* Set exercise: Reproduce the following records exactly from the line containing "Find the gabled" onward, ending with the last line and including it.

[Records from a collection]

════════

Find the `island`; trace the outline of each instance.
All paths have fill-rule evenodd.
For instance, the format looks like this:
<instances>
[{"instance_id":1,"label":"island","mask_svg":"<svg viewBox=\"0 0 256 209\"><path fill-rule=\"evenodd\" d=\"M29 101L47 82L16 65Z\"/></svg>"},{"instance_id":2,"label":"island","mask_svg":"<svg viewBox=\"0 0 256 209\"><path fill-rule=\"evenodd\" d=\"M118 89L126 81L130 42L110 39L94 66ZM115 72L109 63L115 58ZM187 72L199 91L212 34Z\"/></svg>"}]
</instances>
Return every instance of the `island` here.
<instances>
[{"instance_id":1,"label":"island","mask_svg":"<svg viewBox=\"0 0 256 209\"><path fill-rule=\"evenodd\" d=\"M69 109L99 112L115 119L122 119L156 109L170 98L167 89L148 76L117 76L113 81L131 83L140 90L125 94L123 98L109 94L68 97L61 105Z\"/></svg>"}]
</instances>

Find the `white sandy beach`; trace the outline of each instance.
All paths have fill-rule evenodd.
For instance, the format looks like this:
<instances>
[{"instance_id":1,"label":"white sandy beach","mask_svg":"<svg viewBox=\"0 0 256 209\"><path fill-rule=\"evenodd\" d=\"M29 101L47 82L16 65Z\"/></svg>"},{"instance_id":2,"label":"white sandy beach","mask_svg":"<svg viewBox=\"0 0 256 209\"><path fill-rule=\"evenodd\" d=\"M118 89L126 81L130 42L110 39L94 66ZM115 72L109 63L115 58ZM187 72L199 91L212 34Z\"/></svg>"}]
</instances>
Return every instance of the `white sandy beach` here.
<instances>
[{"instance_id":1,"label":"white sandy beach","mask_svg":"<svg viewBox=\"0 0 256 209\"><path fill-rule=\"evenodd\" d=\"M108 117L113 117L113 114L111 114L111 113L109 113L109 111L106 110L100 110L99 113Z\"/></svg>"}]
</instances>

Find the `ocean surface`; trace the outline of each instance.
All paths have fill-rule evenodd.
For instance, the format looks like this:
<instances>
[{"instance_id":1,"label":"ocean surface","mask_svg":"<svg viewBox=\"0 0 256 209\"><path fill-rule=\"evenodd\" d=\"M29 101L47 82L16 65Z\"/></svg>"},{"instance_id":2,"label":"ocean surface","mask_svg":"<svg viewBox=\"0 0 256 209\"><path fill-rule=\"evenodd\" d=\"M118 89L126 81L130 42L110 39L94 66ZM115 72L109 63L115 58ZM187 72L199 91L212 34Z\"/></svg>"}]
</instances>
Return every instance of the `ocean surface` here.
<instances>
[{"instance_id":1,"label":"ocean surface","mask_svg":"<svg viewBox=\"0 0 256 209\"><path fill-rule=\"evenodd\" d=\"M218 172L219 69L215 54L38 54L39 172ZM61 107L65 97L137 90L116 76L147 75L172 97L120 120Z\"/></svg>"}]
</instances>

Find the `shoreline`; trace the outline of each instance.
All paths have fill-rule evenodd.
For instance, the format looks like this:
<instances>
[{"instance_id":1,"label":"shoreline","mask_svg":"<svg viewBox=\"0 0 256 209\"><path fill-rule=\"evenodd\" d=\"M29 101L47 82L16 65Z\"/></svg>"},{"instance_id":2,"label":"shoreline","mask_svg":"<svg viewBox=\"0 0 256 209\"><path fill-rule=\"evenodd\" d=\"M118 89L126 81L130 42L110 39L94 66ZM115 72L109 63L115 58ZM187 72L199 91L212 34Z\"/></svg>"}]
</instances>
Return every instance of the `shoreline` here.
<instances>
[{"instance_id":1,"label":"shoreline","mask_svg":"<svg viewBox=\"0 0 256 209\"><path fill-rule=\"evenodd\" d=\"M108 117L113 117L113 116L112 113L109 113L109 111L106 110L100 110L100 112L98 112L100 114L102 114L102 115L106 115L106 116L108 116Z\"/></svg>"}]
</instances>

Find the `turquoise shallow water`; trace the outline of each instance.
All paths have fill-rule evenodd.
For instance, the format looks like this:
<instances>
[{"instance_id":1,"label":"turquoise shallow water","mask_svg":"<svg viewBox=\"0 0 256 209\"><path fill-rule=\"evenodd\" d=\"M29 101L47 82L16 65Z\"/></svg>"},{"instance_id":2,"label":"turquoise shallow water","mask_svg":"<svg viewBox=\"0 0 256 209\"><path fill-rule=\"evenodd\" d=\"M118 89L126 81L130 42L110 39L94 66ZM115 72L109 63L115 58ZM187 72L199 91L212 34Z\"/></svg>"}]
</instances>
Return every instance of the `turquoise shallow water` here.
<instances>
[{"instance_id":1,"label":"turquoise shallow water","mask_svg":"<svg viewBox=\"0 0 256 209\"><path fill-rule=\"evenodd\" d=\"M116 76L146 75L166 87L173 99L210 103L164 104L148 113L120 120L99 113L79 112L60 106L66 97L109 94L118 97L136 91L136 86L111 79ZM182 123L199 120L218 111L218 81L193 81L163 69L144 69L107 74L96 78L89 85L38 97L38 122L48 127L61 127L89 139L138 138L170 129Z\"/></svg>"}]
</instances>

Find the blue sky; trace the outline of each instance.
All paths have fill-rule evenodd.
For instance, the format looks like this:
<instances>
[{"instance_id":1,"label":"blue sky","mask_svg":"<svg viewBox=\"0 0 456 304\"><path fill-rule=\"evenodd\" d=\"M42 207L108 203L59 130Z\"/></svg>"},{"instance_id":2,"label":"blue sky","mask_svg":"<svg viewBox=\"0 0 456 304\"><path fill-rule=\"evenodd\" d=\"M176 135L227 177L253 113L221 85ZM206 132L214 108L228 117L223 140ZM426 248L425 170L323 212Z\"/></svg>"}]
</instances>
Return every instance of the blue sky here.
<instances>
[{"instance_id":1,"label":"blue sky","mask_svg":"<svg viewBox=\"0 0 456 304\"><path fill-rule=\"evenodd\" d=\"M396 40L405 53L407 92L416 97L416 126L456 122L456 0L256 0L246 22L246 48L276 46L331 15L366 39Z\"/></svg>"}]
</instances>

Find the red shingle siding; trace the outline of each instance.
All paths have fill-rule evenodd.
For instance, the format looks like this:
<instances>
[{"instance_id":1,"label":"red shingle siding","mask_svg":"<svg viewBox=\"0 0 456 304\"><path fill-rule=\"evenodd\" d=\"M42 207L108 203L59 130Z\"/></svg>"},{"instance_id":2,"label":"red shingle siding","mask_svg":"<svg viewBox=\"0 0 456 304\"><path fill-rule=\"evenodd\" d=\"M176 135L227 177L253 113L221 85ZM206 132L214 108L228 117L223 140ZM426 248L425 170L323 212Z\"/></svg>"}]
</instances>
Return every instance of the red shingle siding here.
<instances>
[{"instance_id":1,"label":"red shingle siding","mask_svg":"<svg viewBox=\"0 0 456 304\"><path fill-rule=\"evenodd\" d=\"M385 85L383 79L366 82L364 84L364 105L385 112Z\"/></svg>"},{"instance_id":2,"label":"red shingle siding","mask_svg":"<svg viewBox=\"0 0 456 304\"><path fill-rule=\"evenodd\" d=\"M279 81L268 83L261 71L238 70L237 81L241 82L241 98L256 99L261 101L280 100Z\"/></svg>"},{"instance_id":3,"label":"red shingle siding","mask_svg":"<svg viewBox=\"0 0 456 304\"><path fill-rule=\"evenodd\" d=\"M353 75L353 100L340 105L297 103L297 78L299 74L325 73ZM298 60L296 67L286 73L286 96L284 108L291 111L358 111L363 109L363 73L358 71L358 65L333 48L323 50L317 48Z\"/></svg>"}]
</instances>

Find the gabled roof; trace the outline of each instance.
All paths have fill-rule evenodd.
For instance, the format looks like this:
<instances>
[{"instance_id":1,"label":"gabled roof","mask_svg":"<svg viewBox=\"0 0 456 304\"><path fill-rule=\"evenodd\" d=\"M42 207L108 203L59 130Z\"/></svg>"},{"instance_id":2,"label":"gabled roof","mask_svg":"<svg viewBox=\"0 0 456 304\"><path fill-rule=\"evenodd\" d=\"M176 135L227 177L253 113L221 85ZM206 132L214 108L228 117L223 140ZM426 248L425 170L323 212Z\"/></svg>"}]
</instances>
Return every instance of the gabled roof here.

════════

* Result:
Find the gabled roof; trace the outline of each instance.
All paths have fill-rule evenodd.
For instance, the format looks like this:
<instances>
[{"instance_id":1,"label":"gabled roof","mask_svg":"<svg viewBox=\"0 0 456 304\"><path fill-rule=\"evenodd\" d=\"M42 207L108 203L59 130Z\"/></svg>"},{"instance_id":2,"label":"gabled roof","mask_svg":"<svg viewBox=\"0 0 456 304\"><path fill-rule=\"evenodd\" d=\"M176 135L227 177L253 113L221 85ZM206 132L214 108L228 117L223 140ZM426 248L425 170L323 212Z\"/></svg>"}]
</instances>
Return every instance of the gabled roof here.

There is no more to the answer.